━━━━━ Dataset records
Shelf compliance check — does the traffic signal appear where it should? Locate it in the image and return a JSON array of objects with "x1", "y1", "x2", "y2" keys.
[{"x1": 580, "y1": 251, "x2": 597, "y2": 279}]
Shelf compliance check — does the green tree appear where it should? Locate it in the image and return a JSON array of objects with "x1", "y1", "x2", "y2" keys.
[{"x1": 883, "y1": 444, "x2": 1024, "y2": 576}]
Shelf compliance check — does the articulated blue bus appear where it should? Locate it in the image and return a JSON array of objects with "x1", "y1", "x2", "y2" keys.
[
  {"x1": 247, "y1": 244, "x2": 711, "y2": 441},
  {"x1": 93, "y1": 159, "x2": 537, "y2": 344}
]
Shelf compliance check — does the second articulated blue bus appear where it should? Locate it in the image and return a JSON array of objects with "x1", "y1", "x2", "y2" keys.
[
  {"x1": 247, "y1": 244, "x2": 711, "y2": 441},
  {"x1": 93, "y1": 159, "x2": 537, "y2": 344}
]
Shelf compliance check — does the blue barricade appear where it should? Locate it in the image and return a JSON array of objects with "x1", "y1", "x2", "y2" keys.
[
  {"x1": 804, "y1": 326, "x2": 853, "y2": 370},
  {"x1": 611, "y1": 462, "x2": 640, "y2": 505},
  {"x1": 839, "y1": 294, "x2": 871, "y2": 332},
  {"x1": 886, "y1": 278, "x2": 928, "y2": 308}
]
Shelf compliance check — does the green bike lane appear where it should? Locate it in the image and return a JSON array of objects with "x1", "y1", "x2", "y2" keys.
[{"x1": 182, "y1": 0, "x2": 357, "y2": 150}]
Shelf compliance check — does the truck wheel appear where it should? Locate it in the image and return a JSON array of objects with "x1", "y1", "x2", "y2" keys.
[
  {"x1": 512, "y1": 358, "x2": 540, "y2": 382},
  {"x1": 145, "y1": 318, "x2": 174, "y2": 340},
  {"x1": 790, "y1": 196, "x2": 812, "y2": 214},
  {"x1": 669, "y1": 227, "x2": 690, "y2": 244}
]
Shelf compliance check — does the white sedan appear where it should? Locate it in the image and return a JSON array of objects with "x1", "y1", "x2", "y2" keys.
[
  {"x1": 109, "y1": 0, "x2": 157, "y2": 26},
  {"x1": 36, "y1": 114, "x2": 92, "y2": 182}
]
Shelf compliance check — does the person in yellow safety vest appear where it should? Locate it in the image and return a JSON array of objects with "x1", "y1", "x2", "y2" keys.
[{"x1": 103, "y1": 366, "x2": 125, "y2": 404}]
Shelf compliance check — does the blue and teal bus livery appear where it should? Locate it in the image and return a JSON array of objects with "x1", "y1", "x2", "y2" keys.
━━━━━━━━━━
→ Required task
Print every line of the rows above that contains the word "green", matching its case exactly.

→ Written reply
Shelf compliance check — does the green tree appear where it should? Locate it in the image and return a JSON array of objects with "x1", "y1", "x2", "y2" keys.
Shelf compliance check — does the green bike lane appear where it should? Locate it in the image and return a JSON array of objects with "x1", "y1", "x2", "y2" keys.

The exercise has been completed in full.